**TASK TO CARRY OUT:**
Write down each entry again, exactly as it reads.

**RECORDS SHOWN:**
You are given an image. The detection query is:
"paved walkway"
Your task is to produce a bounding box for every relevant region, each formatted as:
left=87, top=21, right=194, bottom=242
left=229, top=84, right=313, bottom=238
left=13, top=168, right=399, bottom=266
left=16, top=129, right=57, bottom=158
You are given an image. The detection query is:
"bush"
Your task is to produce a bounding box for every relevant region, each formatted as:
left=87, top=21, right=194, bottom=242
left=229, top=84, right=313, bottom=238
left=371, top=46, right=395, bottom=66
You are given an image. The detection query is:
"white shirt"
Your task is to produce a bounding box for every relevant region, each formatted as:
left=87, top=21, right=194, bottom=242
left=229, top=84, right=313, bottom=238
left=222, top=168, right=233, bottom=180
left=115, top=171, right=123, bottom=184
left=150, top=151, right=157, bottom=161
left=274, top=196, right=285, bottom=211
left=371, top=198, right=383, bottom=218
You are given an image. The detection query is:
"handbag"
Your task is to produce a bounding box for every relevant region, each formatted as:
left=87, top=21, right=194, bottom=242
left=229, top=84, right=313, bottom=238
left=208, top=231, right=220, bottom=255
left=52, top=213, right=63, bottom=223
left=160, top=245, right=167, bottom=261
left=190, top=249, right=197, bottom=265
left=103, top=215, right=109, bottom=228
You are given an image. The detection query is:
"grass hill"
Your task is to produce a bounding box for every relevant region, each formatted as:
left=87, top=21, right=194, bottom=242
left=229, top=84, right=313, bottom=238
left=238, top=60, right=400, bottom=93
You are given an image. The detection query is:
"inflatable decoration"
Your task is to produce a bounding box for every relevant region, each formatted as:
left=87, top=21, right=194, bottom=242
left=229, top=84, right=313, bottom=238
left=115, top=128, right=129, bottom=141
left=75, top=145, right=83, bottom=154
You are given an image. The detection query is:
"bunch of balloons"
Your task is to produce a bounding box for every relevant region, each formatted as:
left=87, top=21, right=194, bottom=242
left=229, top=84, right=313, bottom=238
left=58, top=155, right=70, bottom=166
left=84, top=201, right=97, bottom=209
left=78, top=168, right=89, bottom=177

**FINAL ANSWER:**
You are given an image. The detection query is:
"paved walkway"
Your task is to produce a bounding box for every relevant region, each formatted as:
left=87, top=21, right=194, bottom=242
left=229, top=84, right=313, bottom=238
left=13, top=168, right=399, bottom=266
left=16, top=129, right=57, bottom=158
You are given an image. The detection query is:
"bush"
Your task is to produce a bounding box for every relevant region, each formatted as:
left=87, top=21, right=194, bottom=242
left=229, top=84, right=313, bottom=238
left=371, top=46, right=395, bottom=66
You are given an image. The detection query is:
"white shirt"
Your task is to produce a bounding box for every relevant region, each formatted as:
left=87, top=21, right=194, bottom=242
left=229, top=84, right=313, bottom=238
left=222, top=168, right=233, bottom=180
left=115, top=171, right=123, bottom=184
left=150, top=151, right=157, bottom=161
left=274, top=196, right=285, bottom=211
left=371, top=198, right=383, bottom=218
You are given an image. The detection query is:
"handbag"
Your task is to produce a bounding box for every relevant region, each formatted as:
left=87, top=21, right=194, bottom=242
left=229, top=84, right=313, bottom=238
left=208, top=231, right=220, bottom=255
left=52, top=213, right=63, bottom=223
left=160, top=245, right=167, bottom=261
left=190, top=249, right=197, bottom=265
left=103, top=215, right=109, bottom=228
You are given an image. The detection query is:
"grass hill"
Your task is to produce a bounding box for every relevant region, each formatted as:
left=87, top=21, right=194, bottom=242
left=229, top=84, right=313, bottom=238
left=238, top=60, right=400, bottom=93
You are given an image. The detection query is:
"inflatable decoration"
Your task is to produce a bounding box for every relevant region, each formatted as:
left=87, top=21, right=194, bottom=242
left=229, top=84, right=313, bottom=238
left=115, top=128, right=129, bottom=141
left=75, top=145, right=83, bottom=154
You are given an image. The detection query is:
"bunch of balloons"
Your task is to produce a bounding box for every relevant region, each formatted as:
left=87, top=21, right=194, bottom=242
left=229, top=84, right=313, bottom=238
left=58, top=155, right=70, bottom=166
left=84, top=201, right=97, bottom=209
left=78, top=168, right=89, bottom=177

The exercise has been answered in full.